What to produce: Look below for the line with "Where can the diagonal". Extract that line and each one after it through the last, word for word.

===== Items

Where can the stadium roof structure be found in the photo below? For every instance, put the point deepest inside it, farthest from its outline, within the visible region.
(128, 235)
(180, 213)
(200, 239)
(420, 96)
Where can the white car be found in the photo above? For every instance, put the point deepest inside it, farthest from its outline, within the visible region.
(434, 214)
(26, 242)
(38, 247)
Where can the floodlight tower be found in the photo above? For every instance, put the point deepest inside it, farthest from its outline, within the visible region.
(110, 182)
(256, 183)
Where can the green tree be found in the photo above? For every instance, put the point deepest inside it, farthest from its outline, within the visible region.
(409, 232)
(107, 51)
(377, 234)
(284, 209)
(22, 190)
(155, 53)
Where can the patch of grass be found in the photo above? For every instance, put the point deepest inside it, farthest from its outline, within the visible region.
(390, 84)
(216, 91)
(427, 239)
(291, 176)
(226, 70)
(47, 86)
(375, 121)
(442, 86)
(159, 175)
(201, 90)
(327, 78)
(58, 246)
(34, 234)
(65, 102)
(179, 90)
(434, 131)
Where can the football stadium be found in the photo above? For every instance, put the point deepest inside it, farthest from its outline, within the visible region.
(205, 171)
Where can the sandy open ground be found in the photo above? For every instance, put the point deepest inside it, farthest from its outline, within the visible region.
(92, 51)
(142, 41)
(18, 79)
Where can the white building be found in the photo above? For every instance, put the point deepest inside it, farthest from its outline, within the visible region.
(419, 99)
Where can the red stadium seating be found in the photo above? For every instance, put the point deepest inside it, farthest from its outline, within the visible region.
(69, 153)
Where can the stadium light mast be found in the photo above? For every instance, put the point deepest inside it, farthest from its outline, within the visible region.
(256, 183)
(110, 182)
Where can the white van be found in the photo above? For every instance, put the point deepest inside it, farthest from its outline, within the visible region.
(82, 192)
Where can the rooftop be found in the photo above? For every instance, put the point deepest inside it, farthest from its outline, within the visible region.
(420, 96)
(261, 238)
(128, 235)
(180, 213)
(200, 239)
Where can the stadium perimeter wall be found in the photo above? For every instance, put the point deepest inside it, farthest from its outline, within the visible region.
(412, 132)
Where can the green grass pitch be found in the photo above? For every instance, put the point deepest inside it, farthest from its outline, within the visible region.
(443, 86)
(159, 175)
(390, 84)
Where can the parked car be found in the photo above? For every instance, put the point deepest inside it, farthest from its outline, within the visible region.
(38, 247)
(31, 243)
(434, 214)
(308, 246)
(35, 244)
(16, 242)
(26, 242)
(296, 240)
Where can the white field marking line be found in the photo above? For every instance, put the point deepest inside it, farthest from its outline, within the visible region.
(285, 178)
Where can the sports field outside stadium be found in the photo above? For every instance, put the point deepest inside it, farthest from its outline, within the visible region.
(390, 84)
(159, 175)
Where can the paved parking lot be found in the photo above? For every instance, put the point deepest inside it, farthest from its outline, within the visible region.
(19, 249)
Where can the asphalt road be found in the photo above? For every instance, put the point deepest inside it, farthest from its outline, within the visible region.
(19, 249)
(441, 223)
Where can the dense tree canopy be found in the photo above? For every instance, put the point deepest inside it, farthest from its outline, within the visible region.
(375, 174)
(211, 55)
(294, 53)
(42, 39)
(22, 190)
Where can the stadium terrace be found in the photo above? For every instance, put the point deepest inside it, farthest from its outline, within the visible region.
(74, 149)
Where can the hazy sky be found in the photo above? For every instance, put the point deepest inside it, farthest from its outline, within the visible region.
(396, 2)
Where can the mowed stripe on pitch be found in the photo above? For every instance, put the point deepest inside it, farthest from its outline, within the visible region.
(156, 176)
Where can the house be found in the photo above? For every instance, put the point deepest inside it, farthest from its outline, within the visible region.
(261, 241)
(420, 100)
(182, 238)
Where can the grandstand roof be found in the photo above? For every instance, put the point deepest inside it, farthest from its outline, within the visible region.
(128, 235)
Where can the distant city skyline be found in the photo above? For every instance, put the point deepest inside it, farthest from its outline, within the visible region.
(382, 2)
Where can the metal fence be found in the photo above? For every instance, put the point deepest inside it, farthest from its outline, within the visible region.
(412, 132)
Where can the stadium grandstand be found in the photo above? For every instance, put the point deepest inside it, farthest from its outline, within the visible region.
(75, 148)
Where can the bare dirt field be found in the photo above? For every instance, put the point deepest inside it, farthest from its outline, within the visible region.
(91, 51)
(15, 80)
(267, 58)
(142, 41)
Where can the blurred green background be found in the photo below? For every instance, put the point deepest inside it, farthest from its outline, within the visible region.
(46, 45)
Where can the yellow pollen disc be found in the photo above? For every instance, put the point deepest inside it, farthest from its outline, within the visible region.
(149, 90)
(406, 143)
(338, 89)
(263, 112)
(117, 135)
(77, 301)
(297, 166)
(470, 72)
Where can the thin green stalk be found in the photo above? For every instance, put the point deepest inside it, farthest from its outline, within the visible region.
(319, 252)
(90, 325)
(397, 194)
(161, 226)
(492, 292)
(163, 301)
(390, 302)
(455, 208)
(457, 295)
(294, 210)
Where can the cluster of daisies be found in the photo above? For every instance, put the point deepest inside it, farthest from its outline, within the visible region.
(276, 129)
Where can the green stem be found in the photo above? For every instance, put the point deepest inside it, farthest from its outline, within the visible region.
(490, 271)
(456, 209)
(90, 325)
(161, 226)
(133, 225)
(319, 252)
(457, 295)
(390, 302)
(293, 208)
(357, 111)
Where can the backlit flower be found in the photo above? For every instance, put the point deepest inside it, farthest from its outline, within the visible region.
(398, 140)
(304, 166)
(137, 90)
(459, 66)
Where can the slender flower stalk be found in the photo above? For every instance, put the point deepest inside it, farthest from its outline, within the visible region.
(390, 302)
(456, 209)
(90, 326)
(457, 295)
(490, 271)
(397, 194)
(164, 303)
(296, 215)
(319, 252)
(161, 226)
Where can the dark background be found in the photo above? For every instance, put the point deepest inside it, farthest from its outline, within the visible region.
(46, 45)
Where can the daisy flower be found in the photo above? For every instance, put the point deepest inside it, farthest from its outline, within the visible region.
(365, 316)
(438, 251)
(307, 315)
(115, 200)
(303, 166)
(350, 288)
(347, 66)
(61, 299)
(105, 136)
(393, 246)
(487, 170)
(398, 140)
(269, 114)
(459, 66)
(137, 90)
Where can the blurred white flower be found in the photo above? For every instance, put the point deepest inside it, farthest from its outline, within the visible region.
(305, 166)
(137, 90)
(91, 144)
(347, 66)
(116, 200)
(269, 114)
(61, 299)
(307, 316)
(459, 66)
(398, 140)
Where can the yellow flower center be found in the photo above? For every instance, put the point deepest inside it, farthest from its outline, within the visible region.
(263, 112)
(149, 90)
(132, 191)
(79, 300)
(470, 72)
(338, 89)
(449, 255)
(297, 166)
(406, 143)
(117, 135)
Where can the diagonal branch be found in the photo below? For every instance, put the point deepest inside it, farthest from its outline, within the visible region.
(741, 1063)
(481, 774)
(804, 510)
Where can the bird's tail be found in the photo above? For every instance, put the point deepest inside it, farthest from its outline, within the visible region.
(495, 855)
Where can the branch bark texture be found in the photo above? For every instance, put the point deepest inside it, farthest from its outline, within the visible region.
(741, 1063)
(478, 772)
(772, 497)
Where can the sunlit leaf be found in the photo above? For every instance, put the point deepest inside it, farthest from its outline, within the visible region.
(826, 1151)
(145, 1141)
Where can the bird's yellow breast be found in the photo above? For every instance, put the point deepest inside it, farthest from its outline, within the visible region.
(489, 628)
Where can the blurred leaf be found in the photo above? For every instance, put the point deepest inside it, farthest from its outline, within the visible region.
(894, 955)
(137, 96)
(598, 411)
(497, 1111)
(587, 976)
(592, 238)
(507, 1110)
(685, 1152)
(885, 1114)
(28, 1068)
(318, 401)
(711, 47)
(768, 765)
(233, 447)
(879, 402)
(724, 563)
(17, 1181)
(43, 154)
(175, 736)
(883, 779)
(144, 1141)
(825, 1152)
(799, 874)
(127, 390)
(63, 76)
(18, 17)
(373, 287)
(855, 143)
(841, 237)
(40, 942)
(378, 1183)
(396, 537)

==========

Solution to the exercise:
Where can the diagonal branch be found in the photo below? For every instance, put the point deepest inside it, farthest from its outline, within the visible region.
(741, 1063)
(481, 774)
(804, 510)
Where can the bird's tail be found in the photo above? For every instance, put the point deepest inside it, farthest from its outline, within the visible region.
(495, 855)
Where can the branch bark texture be found in the photo above? For every instance, put the point deepest inside it, farthest from its outline, within the visible region.
(741, 1063)
(478, 772)
(772, 497)
Where can the sunlit leaf be found in the photo above? For every instance, put the point deepest inside it, farthest from its outline, within the visible region.
(826, 1151)
(145, 1141)
Where can the bird's yellow breast be found in the photo above? For every instance, put the point deepest inside it, farthest from its outline, within the visible region.
(489, 628)
Where can the blurred leaf be found in the photo above? For every instance, put the point deepest inside it, farthest from its outline, within the visible region.
(894, 955)
(137, 96)
(598, 411)
(497, 1111)
(587, 976)
(592, 238)
(507, 1110)
(685, 1152)
(885, 1114)
(28, 1068)
(318, 401)
(711, 47)
(768, 765)
(233, 447)
(879, 402)
(724, 563)
(17, 1181)
(43, 154)
(175, 736)
(883, 779)
(144, 1141)
(825, 1152)
(799, 874)
(127, 390)
(63, 76)
(18, 17)
(373, 287)
(855, 143)
(841, 237)
(40, 942)
(378, 1183)
(396, 537)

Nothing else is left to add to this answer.